Exercise brief:
Answer these questions from the passage about Ecuador below.
(a) In what year was Ecuador faced with extreme poverty and pressure from oil companies ready to drill?
(b) What was the estimated worth of the oil beneath the Ishpingo Tambococha Tiputini (ITT) oil fields in 2007 prices?
(c) According to Vincente, what do the oil companies promise communities in exchange for access to their sacred land?
[[ Passage provided, beginning ]]
Ecuador was the first place I traveled to alone. Like really alone. It was a litmus test. A sharpening, an arrow held taut against the heart strings of my life. I pulled and pulled until I couldn’t go back anymore. Until I wanted only to be free and only for everyone else to be free, too.

That pulling back, the sharpening. The way my tongue had to stumble on itself to say so many new words-words for volcanoes, for poison, for the struggle of humanity against itself.

Cotopaxi. Chimborazo. Tungurahua. Sangay. Quilotoa.

Waorani. Quichua. Achuar. Cofán. Tsáchila.

OPEC. Texaco. Chevron. Petroamazona.

Chimborazo, Ecuador 2012

The strings sing and they squeeze and they cut.

It was five years earlier (in 2007) that Ecuador was faced with extreme poverty and  pressure from oil companies ready to drill. At that time, “The oil sitting beneath the Ishpingo Tambococha Tiputini (ITT) oil fields at the eastern edge of Yasuní was worth an estimated $7.2 billion in 2007 prices. Correa’s initiative proposed to leave it in the ground, but he wanted the rest of the world to pay Ecuador for half of the oil’s value to do so.”

Shell, Ecuador 2012

In response, President Correa sent this request to the rest of the world, “Ecuador doesn’t ask for charity, but does ask that the international community share in the sacrifice and compensates us … in recognition of the environmental benefits that would be generated by keeping this oil underground.”

By 2012 it was clear that the international community wasn’t strong or willing or unified enough to keep the word “petrol” out of the word community.

Shell, Ecuador 2012

When I asked Vincente about the sign, about the truth and about the lie and about which was which, he didn’t exactly answer. Instead, he said this, “The oil companies are smart. They provide a lot of benefits the government can’t afford to offer its own people. They promise to build schools and provide free health care if the communities agree to allow them access into their sacred land. But the people have no resources but the land. They are bargaining with their lives.”
[[ Passage provided, end ]]
[[ Extracted information, beginning ]]
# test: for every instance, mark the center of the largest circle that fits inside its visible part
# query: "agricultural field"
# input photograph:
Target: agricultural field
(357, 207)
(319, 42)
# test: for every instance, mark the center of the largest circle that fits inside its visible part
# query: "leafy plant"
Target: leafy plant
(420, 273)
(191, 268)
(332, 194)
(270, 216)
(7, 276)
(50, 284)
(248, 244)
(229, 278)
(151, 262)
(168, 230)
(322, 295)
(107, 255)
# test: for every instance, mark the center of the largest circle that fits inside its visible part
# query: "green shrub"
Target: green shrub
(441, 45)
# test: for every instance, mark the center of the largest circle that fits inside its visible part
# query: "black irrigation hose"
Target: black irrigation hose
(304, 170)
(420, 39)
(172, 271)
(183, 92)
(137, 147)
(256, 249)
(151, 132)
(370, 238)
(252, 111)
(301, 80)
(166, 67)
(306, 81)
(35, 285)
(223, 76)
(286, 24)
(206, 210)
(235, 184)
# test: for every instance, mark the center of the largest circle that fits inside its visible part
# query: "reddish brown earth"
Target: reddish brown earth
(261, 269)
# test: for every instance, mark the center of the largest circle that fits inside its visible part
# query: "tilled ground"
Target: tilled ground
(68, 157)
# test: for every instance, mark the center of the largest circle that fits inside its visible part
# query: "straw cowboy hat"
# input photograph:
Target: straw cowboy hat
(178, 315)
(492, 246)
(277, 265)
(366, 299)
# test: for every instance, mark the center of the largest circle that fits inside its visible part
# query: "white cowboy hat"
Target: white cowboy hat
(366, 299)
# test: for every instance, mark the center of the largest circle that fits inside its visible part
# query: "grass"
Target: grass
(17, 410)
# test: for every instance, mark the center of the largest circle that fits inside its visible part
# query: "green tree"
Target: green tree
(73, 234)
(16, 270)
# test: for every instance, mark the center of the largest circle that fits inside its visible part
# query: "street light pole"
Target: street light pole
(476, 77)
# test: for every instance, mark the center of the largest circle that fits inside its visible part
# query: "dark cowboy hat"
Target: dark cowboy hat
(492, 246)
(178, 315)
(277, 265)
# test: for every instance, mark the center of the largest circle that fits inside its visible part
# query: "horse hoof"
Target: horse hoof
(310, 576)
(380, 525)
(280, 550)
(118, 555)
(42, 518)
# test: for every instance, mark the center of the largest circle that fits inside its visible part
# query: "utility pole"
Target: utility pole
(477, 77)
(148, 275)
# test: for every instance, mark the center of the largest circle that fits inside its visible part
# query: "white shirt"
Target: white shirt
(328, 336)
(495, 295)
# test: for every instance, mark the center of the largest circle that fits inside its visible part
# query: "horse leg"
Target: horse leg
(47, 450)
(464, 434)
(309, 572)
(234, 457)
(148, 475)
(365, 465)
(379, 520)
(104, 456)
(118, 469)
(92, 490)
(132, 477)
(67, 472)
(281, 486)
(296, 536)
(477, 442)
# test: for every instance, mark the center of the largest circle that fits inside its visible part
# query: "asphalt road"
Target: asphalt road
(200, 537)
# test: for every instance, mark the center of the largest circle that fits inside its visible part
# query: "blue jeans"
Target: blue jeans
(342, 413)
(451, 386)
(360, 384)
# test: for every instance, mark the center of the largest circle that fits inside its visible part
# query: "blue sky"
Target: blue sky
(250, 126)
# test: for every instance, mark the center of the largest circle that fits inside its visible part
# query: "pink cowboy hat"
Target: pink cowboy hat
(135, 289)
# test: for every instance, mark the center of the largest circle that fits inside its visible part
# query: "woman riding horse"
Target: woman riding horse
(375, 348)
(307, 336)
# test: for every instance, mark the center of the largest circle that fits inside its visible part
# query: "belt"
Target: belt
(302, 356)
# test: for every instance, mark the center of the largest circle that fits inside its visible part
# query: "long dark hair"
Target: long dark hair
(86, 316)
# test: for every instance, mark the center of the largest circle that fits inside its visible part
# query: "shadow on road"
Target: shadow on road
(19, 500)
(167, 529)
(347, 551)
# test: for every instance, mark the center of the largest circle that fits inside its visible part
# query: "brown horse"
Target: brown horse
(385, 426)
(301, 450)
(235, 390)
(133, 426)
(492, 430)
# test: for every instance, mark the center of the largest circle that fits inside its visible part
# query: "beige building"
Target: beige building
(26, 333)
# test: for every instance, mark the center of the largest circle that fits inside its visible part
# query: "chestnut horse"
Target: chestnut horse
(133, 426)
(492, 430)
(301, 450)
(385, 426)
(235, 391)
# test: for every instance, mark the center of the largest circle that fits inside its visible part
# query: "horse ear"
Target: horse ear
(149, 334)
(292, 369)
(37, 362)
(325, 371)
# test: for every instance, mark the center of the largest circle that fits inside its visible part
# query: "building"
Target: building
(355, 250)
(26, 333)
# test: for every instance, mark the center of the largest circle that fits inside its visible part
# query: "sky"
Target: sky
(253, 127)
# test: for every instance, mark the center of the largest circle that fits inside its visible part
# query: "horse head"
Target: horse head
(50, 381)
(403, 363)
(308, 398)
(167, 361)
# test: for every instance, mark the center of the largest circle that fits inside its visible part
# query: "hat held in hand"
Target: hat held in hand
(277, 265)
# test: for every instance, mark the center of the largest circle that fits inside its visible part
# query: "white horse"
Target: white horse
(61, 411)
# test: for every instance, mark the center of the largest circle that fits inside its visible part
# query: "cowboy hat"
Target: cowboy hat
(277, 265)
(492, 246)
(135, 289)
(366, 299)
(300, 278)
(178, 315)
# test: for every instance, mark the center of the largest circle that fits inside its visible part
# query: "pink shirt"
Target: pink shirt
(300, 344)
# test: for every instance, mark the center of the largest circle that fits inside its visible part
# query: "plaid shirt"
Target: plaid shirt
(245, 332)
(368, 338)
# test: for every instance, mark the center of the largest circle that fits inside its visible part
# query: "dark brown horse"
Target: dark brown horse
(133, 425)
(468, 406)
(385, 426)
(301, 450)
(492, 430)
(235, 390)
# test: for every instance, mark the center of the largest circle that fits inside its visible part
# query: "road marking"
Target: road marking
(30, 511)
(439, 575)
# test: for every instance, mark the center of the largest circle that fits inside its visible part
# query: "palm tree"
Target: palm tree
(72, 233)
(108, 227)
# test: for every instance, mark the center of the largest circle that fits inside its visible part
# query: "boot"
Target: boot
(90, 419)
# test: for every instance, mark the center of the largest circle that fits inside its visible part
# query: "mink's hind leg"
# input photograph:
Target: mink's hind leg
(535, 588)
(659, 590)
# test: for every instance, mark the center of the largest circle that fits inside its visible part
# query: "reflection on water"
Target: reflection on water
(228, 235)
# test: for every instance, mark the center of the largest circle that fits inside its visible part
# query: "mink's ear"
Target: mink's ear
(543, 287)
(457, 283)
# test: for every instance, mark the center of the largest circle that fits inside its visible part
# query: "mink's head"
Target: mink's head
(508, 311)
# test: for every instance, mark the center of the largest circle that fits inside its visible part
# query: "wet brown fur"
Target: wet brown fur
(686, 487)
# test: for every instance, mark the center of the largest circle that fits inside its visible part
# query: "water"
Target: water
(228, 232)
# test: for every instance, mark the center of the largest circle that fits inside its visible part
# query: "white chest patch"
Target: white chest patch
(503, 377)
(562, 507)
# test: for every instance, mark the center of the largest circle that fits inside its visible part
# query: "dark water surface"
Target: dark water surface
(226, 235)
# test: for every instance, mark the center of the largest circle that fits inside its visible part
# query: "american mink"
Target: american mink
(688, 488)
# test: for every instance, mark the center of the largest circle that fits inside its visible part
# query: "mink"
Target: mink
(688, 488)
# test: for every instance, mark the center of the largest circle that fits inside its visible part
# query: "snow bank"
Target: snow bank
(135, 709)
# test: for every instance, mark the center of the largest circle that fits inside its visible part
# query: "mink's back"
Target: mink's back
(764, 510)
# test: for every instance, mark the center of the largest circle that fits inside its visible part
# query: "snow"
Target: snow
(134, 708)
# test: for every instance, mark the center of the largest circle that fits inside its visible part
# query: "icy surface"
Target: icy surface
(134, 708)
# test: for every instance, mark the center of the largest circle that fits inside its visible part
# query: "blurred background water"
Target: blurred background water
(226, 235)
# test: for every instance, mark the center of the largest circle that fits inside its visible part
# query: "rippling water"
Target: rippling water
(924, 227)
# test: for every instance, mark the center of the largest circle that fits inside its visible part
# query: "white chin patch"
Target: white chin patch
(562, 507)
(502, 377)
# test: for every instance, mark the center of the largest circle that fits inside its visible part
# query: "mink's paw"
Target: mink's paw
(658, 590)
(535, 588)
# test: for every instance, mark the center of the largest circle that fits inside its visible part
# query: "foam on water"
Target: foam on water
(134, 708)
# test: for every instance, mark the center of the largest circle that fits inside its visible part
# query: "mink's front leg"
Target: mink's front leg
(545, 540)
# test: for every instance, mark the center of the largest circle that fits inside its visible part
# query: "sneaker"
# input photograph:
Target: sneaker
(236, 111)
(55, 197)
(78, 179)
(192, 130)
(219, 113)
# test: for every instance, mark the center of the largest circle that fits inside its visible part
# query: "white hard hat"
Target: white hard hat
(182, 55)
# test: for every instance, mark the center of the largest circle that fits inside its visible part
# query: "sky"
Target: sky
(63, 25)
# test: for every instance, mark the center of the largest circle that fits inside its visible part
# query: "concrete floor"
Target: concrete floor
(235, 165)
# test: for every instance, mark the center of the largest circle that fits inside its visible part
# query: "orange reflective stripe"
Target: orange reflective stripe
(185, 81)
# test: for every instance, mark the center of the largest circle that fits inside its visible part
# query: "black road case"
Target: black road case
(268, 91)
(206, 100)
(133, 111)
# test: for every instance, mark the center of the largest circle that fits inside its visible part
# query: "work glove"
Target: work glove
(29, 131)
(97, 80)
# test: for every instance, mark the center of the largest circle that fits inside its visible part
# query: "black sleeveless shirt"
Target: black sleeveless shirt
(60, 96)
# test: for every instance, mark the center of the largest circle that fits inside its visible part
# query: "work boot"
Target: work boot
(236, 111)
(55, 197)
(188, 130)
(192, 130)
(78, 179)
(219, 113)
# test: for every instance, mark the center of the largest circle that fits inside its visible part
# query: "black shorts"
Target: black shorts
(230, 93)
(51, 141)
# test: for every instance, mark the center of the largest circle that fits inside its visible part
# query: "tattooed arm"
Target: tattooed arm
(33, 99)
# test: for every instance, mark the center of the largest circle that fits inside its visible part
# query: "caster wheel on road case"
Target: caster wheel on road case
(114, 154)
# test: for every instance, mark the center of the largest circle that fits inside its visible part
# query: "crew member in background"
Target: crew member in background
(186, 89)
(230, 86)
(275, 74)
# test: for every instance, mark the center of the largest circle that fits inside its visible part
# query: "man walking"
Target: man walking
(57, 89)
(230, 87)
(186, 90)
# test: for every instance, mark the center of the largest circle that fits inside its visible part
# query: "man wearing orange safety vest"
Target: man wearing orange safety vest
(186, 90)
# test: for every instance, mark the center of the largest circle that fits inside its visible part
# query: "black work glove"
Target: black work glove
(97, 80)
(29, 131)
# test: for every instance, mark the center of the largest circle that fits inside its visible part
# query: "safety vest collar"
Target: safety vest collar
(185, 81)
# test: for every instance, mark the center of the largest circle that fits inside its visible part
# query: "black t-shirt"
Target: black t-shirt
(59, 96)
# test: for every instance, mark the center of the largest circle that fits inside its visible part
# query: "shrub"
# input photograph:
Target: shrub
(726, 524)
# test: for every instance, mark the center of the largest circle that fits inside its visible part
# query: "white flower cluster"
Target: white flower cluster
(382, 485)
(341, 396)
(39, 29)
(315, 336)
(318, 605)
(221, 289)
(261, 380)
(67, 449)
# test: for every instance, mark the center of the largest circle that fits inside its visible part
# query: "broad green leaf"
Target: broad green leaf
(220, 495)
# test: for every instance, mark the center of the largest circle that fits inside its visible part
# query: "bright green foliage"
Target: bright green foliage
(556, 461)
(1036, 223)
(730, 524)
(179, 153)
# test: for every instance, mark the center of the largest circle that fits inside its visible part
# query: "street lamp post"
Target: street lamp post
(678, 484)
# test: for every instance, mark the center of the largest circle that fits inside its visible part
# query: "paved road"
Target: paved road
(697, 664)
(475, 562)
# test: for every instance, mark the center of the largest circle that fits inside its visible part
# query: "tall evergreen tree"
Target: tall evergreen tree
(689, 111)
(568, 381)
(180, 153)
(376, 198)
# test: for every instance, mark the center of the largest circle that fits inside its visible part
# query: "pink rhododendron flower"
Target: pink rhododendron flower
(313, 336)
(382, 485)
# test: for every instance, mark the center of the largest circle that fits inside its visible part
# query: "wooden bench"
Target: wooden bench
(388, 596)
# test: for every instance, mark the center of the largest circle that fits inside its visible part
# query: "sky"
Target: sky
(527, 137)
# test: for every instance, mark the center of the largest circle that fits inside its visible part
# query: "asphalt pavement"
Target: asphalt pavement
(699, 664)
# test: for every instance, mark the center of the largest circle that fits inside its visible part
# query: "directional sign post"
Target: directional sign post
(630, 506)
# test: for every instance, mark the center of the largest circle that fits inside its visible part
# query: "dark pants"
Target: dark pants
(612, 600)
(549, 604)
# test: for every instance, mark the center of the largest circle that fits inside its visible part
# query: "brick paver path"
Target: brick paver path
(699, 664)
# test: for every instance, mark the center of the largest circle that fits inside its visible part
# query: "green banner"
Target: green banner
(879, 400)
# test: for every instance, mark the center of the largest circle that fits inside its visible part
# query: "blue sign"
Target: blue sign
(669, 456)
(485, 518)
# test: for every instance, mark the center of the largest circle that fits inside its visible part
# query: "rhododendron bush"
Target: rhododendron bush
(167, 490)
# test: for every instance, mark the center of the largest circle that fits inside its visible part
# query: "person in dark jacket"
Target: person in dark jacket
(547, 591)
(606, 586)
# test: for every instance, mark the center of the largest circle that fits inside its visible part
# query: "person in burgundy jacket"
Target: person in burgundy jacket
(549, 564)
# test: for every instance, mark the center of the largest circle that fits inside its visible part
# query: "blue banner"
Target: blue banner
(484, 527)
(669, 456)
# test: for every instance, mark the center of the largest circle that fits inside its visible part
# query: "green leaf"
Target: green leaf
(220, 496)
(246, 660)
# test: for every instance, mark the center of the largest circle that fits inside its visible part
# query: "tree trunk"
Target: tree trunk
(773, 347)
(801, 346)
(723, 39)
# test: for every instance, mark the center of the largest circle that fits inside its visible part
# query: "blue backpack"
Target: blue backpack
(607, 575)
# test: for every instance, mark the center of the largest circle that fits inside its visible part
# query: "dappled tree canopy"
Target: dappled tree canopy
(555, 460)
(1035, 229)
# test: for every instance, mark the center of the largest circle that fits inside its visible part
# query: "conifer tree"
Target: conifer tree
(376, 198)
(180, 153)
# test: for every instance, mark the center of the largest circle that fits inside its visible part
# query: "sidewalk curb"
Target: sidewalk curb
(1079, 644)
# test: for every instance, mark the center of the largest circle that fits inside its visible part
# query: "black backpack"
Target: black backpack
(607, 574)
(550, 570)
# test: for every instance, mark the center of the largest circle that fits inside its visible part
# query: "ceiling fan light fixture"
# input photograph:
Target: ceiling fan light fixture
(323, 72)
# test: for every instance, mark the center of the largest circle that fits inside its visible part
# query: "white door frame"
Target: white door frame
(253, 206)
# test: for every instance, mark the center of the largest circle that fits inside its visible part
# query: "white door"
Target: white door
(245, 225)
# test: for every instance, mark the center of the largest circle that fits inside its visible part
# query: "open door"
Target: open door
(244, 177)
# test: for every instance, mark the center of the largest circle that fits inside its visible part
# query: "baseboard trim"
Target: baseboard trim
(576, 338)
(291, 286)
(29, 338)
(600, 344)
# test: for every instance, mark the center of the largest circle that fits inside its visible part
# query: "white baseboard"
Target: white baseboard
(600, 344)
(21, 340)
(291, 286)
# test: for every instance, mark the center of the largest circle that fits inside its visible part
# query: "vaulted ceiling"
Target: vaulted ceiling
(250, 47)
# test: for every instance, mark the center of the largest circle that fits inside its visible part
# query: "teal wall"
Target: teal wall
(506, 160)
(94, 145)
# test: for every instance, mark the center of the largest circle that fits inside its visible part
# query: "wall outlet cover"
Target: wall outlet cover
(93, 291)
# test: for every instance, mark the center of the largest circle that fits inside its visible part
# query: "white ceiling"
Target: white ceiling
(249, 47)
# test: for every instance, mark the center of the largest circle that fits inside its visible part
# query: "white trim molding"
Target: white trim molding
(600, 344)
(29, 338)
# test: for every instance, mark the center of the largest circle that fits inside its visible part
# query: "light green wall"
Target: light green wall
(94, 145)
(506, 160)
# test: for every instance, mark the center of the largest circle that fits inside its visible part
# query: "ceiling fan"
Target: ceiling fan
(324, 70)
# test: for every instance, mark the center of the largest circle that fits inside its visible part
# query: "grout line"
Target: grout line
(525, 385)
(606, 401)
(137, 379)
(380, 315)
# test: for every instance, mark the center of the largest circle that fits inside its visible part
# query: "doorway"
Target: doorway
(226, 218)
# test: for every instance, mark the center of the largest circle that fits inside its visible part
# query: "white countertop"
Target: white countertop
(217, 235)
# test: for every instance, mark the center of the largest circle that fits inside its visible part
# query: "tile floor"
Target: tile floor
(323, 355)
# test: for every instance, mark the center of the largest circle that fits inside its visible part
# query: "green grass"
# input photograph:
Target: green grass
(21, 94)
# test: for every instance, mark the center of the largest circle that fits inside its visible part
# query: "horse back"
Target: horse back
[[ Extracted information, end ]]
Your solution:
(a) 2007
(b) $7.2 billion
(c) To build schools and provide free health care